-- START OF Entries supplied --
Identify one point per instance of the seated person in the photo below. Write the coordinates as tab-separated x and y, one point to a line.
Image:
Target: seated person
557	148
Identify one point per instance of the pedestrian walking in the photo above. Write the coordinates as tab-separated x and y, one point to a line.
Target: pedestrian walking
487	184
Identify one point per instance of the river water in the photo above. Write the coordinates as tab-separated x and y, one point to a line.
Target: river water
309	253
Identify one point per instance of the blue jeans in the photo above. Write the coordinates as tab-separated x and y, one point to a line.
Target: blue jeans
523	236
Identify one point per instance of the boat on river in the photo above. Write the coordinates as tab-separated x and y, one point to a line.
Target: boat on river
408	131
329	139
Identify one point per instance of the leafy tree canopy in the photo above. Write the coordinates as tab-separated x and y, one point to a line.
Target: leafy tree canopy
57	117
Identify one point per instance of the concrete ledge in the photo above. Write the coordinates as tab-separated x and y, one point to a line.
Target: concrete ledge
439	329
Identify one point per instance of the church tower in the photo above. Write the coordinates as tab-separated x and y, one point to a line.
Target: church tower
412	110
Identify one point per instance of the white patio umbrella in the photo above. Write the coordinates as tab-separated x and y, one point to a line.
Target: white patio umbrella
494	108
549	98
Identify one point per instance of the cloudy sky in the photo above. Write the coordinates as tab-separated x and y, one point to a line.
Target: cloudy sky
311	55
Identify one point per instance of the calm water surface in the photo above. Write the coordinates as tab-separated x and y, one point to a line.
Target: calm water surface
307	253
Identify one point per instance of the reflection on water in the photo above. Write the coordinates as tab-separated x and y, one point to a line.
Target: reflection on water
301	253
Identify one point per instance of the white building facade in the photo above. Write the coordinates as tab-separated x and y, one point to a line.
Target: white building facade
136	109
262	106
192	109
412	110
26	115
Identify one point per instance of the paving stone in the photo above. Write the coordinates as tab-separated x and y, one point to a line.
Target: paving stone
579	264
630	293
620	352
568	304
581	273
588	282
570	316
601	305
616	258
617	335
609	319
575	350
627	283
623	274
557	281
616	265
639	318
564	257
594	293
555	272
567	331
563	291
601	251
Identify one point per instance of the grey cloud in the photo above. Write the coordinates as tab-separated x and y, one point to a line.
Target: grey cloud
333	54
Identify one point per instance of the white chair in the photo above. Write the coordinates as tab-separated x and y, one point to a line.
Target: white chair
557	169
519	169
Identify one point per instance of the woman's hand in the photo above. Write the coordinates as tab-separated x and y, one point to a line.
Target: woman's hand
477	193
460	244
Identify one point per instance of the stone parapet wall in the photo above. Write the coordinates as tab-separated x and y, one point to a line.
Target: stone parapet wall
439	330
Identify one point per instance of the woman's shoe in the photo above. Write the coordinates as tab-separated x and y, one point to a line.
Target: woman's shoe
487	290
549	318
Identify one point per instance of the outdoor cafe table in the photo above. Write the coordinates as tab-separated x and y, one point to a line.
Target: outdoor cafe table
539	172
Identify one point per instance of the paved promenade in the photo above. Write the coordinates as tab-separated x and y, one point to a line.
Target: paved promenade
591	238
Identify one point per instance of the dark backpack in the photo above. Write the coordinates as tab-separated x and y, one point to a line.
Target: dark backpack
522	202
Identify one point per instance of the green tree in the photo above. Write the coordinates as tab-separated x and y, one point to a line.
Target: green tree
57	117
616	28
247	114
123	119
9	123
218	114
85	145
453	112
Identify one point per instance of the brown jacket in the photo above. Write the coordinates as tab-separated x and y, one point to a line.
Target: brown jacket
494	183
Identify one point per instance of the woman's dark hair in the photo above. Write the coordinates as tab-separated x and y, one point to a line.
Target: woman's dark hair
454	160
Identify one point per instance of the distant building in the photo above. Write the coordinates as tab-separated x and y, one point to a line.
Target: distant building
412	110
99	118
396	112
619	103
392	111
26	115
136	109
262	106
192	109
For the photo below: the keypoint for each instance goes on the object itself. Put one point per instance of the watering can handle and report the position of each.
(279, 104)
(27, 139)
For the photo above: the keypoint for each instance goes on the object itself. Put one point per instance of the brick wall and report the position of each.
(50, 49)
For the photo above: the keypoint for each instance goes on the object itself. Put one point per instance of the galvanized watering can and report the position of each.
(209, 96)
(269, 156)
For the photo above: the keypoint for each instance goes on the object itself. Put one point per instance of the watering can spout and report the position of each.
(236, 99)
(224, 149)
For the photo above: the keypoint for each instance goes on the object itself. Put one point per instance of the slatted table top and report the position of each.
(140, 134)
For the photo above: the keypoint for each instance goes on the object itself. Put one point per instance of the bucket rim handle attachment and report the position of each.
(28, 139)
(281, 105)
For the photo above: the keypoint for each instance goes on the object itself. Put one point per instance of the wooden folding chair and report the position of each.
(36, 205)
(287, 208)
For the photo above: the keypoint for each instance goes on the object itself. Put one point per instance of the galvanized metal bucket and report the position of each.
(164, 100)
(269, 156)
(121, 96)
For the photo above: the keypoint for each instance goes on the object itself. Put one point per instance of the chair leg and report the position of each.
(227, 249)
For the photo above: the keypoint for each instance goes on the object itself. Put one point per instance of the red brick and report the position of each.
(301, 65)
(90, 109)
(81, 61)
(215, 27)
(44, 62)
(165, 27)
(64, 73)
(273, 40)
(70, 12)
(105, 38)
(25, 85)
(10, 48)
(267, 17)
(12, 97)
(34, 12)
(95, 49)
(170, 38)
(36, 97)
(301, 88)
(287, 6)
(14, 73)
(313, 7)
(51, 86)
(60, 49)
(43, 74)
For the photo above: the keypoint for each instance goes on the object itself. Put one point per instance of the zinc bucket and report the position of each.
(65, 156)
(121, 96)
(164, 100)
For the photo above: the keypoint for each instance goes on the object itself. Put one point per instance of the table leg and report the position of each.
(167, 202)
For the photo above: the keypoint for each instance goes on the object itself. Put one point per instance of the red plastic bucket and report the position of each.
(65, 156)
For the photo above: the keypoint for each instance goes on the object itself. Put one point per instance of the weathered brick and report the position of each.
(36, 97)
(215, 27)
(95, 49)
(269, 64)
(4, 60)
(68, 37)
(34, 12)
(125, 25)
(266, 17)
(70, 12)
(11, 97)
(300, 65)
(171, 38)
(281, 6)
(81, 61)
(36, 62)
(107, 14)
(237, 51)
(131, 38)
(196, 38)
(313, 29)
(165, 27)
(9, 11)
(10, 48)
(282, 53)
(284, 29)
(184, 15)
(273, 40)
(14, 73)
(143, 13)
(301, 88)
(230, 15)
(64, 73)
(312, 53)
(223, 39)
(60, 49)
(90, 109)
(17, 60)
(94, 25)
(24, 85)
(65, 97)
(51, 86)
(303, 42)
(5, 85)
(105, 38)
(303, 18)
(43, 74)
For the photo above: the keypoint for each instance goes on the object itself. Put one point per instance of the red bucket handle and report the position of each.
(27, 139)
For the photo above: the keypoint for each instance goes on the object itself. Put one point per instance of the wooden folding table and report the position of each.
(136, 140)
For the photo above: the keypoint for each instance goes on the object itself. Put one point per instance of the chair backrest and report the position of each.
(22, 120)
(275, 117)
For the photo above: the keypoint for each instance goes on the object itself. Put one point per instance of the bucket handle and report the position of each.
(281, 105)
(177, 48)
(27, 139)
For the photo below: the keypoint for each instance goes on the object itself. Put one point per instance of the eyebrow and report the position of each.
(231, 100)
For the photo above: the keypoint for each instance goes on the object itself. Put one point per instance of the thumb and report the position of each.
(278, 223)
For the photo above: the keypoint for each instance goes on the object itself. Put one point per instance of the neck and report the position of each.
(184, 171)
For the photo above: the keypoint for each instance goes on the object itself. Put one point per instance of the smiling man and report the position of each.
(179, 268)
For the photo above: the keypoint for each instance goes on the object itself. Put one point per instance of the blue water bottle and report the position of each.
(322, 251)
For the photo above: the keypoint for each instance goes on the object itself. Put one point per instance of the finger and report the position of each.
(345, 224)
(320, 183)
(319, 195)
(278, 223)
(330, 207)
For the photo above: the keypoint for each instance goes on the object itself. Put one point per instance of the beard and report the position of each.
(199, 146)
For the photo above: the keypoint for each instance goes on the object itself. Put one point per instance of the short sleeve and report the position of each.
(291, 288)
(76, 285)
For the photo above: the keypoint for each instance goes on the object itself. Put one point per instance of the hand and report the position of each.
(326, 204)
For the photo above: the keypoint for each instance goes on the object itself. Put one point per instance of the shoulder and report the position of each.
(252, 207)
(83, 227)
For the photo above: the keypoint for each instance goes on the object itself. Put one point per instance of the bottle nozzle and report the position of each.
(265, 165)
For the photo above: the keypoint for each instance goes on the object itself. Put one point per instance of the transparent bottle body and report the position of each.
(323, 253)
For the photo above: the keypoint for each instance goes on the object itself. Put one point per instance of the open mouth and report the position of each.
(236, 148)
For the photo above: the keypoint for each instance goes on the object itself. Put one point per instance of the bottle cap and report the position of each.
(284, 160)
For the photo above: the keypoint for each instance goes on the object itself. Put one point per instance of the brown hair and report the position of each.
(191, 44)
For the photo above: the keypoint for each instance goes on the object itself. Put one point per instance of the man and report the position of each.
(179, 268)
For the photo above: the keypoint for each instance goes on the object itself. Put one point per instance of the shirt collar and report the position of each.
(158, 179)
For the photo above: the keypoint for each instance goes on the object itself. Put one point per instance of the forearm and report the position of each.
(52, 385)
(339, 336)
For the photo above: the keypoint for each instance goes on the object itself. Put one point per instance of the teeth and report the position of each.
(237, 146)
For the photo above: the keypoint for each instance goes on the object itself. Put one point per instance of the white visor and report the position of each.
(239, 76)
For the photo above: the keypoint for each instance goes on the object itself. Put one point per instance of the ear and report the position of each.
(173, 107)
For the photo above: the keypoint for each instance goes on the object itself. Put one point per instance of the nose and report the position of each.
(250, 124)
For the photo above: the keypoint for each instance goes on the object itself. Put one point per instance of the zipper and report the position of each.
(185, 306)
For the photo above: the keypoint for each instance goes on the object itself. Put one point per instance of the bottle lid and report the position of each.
-- END OF Entries supplied --
What you need to do | Can you lay out the lines of the listing as a JSON list of strings, one string per line with blank lines left out, starting with the line that contains "ear and report the position of each." (included) and going on through the end of the listing?

Output for this exercise |
[
  "For the photo above: the keypoint for each instance goes on the object itself. Put one point per instance of the ear and report the position of each.",
  "(173, 107)",
  "For the photo above: the keypoint for each instance goes on the object itself. Put one point per instance of the nose and report the position of each.",
  "(250, 124)",
  "For the photo above: the keypoint for each instance goes on the object itself. Put one point per instance of the zipper and report the position of each.",
  "(185, 306)",
  "For the photo above: the keypoint for each instance goes on the object itself. Put one point per instance of the bottle lid and report the position of each."
]